◆ **GOAL**: Pick up the mailing-list message on co-arrays and the intrinsic shift functions where it stops, and write what comes next.

(j3.2006) Integration of co-arrays with the intrinsic shift functions
Tue Jul 17 13:30:03 EDT 2007
On Jul 17, 2007, at 8:21 AM, dick.hendrickson at att.net wrote:
> -------------- Original message ----------------------
> From: Aleksandar Donev <donev1 at llnl.gov>
>>> We should actually
>>> integrate co-arrays into the Fortran language and define SUM so that
>>> it takes a co-array as an arguments.
>> SUM already takes co-arrays as arguments. Co-arrays when
>> referenced on the
>> image in question are just like normal arrays. You'll have to come
>> up with
>> something more specific than this. Just make sure you don't break
>> resolution for SUM or break the old serial SUM along the way.
>> Also, SUM is a
>> function, and so now we would have an intrinsic function with side-
> No, I don't think we can or should move the sync into the
> functions. On
> heterogeneous processors the order of evaluation can be different on
> different images. So, Craig's example expression
> x = co_shift(A,+1)) + co_shift(A,-1)) ! or whatever
> might be doing a sync for the first shift on some images and the
> second on others. Isn't this a recipe for deadlock?
All of the synchronization occurs in the runtime which can easily
figure out the element-wise synchronization dependencies. Imagine
the compiler completely unrolling all of the implicit loops. The
individual statements can be executed in any order (think DO
CONCURRENT). I don't see any deadlock issues?

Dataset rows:

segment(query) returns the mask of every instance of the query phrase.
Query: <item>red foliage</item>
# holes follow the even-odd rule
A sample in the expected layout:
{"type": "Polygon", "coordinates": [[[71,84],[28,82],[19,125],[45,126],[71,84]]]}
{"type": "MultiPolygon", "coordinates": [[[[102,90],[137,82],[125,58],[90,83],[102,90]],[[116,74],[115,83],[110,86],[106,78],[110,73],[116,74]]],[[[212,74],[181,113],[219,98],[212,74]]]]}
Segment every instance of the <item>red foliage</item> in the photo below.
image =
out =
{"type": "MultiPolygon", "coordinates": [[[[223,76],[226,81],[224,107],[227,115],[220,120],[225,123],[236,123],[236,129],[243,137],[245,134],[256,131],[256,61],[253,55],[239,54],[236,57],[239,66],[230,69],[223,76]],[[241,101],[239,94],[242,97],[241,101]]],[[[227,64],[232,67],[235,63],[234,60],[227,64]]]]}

◆ **ANSWER FOR THIS EXERCISE**:
(The heterogeneous architecture I've been referring to is multiple
heterogeneous processing units on one image.)
> Even worse, I think an image can be a member of more than one team.
> If so, then something like
> x = co_shift(A,+1,teamA)) + co_shift(A,-1,teamB))
> surely can't work if an image is a member of both teams and the
> do different ordering of operations.
I must not understand the issue with ordering. However, teams
wouldn't be allowed with data-parallel operations that must occur
over the entire array (or mask of an array).
> If we're going to make the collective routines into functions, then I
> think we have to fall back on the general rule that you can't
> an off-image element unless you've done the proper syncs. That makes
> the use of collective functions error-prone. Better to make them into
> subroutines with syncs.
Again, I don't understand. Could you provide an example? Collective
functions would return a temporary object and the operation (sum)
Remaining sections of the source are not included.